_WORK TO DO_
Every line below should be repeated exactly.

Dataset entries
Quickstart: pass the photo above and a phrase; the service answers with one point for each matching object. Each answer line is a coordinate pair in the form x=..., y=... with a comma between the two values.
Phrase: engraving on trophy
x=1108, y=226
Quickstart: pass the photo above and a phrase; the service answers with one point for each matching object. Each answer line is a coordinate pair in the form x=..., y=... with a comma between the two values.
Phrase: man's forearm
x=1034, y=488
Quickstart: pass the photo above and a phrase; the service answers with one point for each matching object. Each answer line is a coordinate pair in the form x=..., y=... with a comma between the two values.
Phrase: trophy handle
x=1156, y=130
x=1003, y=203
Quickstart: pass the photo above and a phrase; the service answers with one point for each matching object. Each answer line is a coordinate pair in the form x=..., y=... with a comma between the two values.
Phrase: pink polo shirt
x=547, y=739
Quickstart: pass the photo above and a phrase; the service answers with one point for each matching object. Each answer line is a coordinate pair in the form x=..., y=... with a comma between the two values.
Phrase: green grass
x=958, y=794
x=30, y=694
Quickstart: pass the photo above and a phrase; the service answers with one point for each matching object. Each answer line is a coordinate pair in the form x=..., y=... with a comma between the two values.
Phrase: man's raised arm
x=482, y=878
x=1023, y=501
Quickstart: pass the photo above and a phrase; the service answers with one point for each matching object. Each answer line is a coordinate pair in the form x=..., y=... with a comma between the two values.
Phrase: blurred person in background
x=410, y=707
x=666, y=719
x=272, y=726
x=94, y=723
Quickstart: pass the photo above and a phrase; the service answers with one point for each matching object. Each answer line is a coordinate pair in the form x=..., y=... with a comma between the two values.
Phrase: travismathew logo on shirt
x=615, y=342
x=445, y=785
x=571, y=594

_SOLUTION TO THIS EXERCISE_
Quickstart: pass the photo above and a phrase; the service answers with one point for each matching object. Each answer line is a coordinate pair in the form x=..., y=... with a comma between the two values.
Phrase: engraving on trophy
x=1108, y=226
Quickstart: pass the photo above and a phrase; the service answers with one point for each matching object. Each answer line is a coordinate pair in the form x=..., y=... with a comma between the two values.
Phrase: man's forearm
x=1034, y=488
Quickstart: pass the photo above and a phrase; the service answers with one point for each matching object. Each answer line is a coordinate pair in the form x=..., y=... with a comma between the two values.
Phrase: trophy handle
x=1156, y=130
x=1003, y=203
Quickstart: pass the photo above and a phrase; the service answers with one point for each matching object. Each answer line is a coordinate pair in the form x=..., y=... with a comma between the two values.
Phrase: pink polo shirt
x=547, y=739
Quickstart: pass the photo above and a phrase; the service answers with one point for each matching object. Each answer line is a coordinate pair in the form x=..., y=... with a comma between the two values.
Phrase: green grass
x=958, y=794
x=30, y=694
Quickstart: pass the photo above and a phrase; the service answers with one point for each matching object. Each answer line is a coordinate pair in the form x=..., y=... with a comma between the two values.
Phrase: man's raised arm
x=482, y=878
x=1023, y=501
Quickstart: pass the photo above and a phrase; the service answers with one point for each matching object. Each answer line is a coordinate pair in the form x=..., y=... with a comma between the two values.
Phrase: blurred person in background
x=410, y=707
x=666, y=719
x=272, y=726
x=94, y=723
Quickstart: pass the photo above and a phrase; the service answers with one point for each matching object. Each answer line is a coordinate pair in the form x=..., y=... with a comma between the two values.
Phrase: travismathew logo on shirt
x=615, y=342
x=445, y=785
x=571, y=594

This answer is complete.